▶ [Exercise objective]: Take the lines of the entries starting at the one containing "Find the left" and ending at the one containing "<point>460,106</point>", and give back only those lines with "instance" switched to "occurrence" and everything else unchanged.

▶ [Entries provided]:

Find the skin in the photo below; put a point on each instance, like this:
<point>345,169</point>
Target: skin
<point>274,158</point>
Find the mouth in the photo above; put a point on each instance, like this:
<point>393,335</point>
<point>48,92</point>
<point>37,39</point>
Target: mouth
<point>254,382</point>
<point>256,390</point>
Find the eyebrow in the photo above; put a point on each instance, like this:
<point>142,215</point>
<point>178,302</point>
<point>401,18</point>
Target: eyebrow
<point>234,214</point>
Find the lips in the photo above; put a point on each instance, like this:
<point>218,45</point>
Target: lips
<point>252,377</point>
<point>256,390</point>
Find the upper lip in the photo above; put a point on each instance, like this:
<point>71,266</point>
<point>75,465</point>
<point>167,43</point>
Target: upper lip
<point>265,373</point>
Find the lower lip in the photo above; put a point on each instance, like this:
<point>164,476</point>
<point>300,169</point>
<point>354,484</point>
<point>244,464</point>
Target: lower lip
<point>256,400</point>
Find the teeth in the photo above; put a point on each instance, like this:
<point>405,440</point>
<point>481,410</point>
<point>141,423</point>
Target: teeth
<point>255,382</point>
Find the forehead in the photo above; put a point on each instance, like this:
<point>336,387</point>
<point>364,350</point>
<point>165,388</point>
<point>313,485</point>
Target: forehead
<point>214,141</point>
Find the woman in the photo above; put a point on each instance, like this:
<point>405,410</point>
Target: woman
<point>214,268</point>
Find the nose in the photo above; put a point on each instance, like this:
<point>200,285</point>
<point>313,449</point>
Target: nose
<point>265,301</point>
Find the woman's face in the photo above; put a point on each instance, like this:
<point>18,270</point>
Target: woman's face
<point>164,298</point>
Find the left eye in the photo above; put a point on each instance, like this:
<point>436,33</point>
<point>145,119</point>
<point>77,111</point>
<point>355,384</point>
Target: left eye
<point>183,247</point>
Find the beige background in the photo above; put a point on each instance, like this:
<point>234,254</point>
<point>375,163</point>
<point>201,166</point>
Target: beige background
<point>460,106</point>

==

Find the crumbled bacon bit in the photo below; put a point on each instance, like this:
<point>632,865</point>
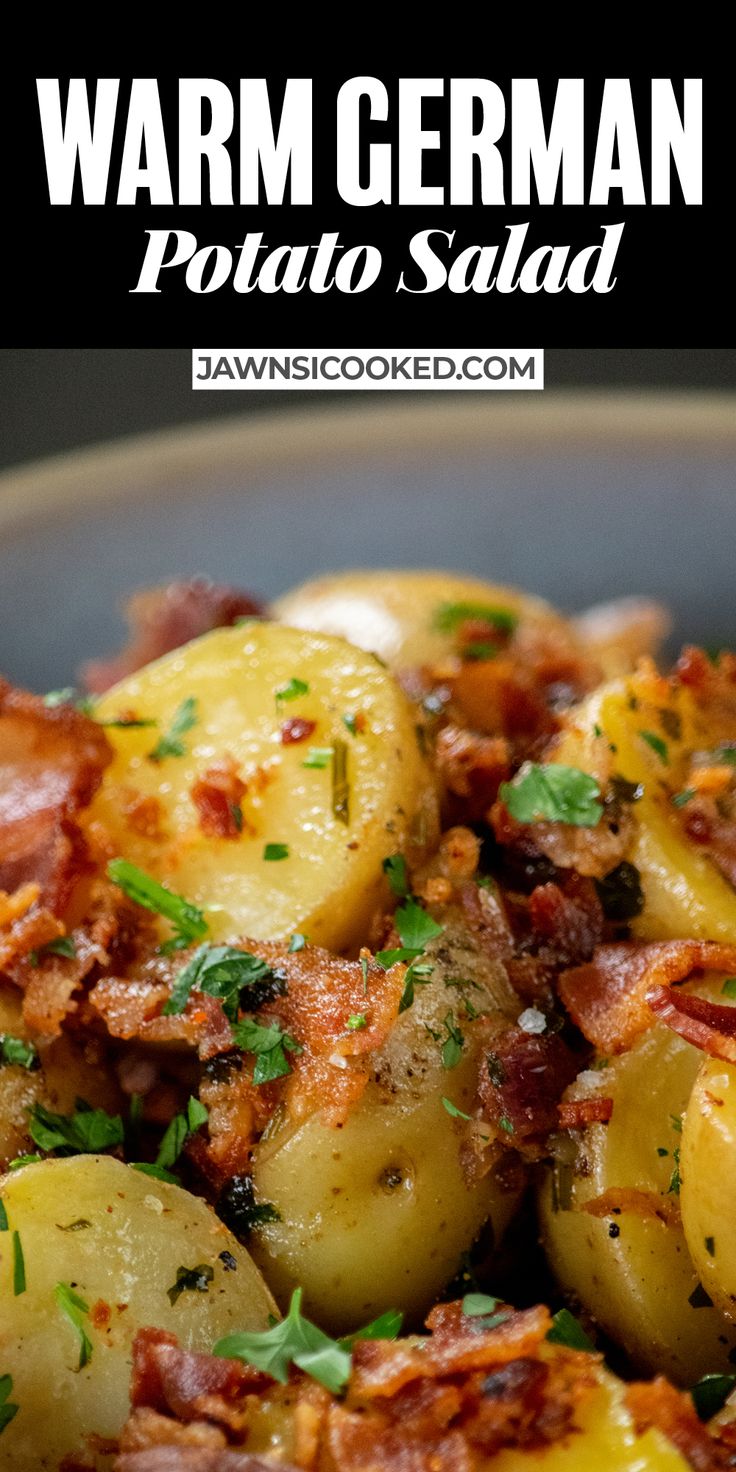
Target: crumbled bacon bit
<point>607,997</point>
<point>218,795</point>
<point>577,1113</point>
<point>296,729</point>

▶ [Solved problem]:
Find the left eye in the photo above; put a point on each occurrence, like this:
<point>436,33</point>
<point>145,119</point>
<point>77,111</point>
<point>355,384</point>
Target: left eye
<point>183,247</point>
Find the beige background in the photo above; put a point on each occurrence, like this:
<point>234,254</point>
<point>375,163</point>
<point>201,166</point>
Target: beige background
<point>460,106</point>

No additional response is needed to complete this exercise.